One of the most important recent political events to happen in Vietnam in 2002 was the election held in May 2002 of the country's new National Assembly (NA), the highest legislative body, for the 2002-2007 term. 498 individuals were elected as parliament members, including 118 permanent members, who will work on NA committees during their term, unlike the majority of members, who usually operate in local areas and only attend regular meetings of the NA when they are arranged.
The NA has decided on the new government cabinet, whose working term will also extend from 2002 to 2007. Prime Minister Phan Van Khai was re-elected and the number of deputy prime ministers cut to three for the next five years from four in the previous term. 
Minister of Trade Vu Khoan, was elected deputy PM in charge of trade and foreign affairs, replacing Nguyen Manh Cam. Khoan is respected for his contribution in signing a landmark trade deal between Vietnam and its former enemy the United States.
Deputy PMs Nguyen Tan Dzung and Pham Gia Khiem continue in their posts for the next five-year term.
The NA approved the setting up of 26 ministries and ministerial committees, up from 23 in the previous term. The new formation aims to help ministries to focus more on their responsibilities and to work more effectively. Stagnation, overlapping functions and the bulky structure of the government's administrative bodies was one of the major causes of the ineffectiveness of government in its previous terms.
Fourteen new ministers and committee heads or 50% of the government's cabinet have been appointed for this new term, including ministers of police, justice, trade, transport, construction, industry, planning and investment, home affairs, science and technology, natural resources and environment, post and telecommunication, state inspectorate, ethnic minority people, and population, family and children. Two newly-created ministries included the Ministry for Natural Resources and Environment and Ministry of Post and Telecommunication.
The government firmly pledged to implement changes to provide a more favourable and equal environment to support private enterprises during the term of the 11th National Assembly, in addition to imposing tougher conditions for state owned enterprises (SOEs). In practice, the new-found commitment to the private sector remains to be tested. The government has, however, moved ahead with economic reforms related to its pursuit of World Trade Organization (WTO) membership, and its commitments under the bilateral trade agreement with the US.
In an effort to ease the public's increasing discontent with corruption and other social ills, the Communist Party general secretary, Nong Duc Manh, promised to pursue a tough campaign to crack down on corruption and wrong-doings of party members. Manh has also attempted to breathe new life into the economic renovation (doi moi) process, but the pace and progress of economic reform is unlikely to quicken significantly in 2002-03. 

The Communist Party:
The Communist Party, easily the most powerful organization in Vietnam with around two million members, has set targets to consolidate control and leadership in grassroots groups. The Party says it will clarify the responsibilities of commune authorities and other social organizations, make them work under local Party organizations' management, and to consult citizens regarding their decisions.

▶ Direction:
Answer these questions using the text on Vietnam's 2002 political changes:
1. How many individuals were elected as parliament members in the May 2002 election?
2. How many ministries and ministerial committees did the NA approve for the new term?
3. Who is named as the Communist Party general secretary?
The material that comes next was taken from a different source than the text.

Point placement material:
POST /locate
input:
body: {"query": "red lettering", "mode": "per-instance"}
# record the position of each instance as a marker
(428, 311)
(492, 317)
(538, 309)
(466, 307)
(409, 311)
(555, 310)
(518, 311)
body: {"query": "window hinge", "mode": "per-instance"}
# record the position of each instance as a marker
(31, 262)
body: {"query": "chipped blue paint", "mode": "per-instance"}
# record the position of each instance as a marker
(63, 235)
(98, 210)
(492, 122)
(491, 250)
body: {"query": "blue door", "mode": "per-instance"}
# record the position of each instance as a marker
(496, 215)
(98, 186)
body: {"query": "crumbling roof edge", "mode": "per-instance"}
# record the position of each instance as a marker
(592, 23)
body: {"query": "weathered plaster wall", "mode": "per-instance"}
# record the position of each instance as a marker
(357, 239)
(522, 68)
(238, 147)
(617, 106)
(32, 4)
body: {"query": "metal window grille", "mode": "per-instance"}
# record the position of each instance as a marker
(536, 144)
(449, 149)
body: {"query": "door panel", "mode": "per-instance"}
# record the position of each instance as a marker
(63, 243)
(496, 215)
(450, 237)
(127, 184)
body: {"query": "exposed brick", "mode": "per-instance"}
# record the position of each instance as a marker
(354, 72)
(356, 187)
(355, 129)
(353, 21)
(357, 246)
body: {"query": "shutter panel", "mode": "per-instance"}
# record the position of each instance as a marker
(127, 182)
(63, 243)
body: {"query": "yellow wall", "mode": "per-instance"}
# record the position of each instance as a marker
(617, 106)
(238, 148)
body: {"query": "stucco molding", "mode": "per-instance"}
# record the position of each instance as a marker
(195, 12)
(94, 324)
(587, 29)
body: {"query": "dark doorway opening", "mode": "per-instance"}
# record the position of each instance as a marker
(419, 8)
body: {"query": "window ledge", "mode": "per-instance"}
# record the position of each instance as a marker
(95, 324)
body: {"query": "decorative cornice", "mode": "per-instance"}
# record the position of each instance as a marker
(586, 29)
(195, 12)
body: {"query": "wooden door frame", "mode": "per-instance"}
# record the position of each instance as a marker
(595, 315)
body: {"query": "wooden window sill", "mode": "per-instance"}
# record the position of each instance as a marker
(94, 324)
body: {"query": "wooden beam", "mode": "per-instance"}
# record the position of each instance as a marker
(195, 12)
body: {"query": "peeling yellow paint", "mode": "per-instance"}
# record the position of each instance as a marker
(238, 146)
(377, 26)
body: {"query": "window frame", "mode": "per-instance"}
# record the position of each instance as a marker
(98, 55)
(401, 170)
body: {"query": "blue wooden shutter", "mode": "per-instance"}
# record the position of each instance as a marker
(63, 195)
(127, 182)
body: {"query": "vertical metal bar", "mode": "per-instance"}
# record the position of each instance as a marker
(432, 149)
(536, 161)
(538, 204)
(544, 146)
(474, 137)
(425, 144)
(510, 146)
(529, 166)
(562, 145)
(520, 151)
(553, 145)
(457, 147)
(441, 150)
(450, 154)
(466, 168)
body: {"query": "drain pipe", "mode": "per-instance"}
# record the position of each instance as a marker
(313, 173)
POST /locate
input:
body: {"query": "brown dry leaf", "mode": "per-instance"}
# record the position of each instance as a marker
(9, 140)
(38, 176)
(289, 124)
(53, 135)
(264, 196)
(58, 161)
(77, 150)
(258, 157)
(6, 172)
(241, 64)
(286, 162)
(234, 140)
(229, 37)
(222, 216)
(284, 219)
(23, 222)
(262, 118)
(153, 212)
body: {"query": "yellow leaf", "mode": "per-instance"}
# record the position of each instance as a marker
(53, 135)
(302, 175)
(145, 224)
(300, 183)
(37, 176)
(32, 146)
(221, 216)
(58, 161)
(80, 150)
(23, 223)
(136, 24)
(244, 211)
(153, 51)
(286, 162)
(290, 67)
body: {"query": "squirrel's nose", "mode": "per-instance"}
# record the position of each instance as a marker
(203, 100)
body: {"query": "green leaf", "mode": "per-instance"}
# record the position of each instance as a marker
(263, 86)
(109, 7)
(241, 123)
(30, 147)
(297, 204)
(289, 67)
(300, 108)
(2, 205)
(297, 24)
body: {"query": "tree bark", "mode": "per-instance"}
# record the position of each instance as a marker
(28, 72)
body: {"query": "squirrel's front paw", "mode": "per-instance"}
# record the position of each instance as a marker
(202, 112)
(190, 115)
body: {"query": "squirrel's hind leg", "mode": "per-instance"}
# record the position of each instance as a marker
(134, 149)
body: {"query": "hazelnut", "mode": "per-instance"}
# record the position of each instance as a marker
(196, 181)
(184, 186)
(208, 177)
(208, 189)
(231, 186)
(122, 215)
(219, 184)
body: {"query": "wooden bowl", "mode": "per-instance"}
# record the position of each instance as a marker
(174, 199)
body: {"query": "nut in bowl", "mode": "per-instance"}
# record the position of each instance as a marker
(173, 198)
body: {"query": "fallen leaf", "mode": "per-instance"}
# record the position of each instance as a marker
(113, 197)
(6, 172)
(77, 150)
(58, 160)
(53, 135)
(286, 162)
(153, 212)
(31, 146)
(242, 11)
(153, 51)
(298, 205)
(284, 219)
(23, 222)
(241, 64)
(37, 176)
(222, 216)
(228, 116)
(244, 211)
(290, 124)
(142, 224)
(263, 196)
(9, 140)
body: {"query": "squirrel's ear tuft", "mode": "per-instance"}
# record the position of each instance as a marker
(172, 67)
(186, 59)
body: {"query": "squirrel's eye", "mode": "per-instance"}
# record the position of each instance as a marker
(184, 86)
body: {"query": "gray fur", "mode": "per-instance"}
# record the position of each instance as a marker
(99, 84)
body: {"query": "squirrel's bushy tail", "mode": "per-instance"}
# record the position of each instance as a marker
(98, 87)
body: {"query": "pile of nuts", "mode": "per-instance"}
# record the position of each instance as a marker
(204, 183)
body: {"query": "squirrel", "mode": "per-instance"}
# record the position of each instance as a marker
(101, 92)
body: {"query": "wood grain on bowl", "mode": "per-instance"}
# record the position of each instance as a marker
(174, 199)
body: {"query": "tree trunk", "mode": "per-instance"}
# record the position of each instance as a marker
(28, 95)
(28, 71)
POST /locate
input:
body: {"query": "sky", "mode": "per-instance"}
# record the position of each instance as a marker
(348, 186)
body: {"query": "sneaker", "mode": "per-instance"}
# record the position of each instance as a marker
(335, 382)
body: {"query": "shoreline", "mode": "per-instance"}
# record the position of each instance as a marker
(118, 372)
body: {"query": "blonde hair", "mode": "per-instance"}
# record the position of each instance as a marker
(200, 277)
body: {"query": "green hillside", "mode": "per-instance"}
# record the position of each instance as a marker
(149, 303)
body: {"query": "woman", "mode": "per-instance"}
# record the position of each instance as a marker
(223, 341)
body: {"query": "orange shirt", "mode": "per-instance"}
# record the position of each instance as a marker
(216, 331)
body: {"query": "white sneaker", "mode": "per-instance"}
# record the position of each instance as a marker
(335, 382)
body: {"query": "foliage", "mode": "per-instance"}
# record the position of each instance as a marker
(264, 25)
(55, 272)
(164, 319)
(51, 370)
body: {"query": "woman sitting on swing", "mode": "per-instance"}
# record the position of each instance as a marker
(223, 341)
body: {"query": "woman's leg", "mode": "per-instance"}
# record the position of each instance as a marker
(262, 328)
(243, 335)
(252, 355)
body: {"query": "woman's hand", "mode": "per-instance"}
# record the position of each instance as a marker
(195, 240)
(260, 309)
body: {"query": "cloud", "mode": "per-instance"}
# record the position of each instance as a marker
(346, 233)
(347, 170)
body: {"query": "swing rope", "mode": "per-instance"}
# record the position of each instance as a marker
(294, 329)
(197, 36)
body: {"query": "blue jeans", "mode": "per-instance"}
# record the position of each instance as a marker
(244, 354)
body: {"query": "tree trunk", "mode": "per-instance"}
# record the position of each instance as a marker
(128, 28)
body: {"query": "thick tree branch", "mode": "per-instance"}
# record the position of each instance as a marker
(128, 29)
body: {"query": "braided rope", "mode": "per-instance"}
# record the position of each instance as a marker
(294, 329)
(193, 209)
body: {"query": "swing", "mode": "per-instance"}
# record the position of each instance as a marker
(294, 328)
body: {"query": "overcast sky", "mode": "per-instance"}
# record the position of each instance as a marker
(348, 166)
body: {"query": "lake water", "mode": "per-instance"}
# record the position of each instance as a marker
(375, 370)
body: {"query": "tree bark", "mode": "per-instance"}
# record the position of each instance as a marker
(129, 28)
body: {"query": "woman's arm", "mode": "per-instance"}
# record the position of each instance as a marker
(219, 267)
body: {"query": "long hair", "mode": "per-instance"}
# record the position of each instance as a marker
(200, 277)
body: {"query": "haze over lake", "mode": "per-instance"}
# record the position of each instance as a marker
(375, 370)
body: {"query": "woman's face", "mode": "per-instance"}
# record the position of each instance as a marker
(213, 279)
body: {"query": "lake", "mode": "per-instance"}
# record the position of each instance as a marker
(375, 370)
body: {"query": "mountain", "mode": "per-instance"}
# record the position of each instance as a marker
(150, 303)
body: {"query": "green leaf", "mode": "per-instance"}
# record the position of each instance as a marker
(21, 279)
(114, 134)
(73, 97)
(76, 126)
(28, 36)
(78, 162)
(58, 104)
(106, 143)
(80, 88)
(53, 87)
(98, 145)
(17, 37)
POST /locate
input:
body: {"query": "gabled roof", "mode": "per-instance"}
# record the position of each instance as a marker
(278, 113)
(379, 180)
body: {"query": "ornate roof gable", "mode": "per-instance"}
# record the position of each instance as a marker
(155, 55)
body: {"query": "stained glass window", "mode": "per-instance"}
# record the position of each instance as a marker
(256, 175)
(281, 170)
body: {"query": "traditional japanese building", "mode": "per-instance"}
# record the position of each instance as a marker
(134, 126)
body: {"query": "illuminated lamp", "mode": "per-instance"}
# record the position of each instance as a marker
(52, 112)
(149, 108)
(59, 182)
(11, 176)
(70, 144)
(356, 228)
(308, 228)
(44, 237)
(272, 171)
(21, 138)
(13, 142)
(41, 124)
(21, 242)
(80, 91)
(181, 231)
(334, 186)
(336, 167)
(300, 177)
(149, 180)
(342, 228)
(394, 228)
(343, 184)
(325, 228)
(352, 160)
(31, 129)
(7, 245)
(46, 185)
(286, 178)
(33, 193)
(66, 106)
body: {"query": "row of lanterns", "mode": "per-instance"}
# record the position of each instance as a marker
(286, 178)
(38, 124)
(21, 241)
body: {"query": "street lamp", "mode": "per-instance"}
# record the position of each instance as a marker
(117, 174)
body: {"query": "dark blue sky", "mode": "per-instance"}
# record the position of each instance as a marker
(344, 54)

▶ Task answer:
1. 498
2. 26
3. Nong Duc Manh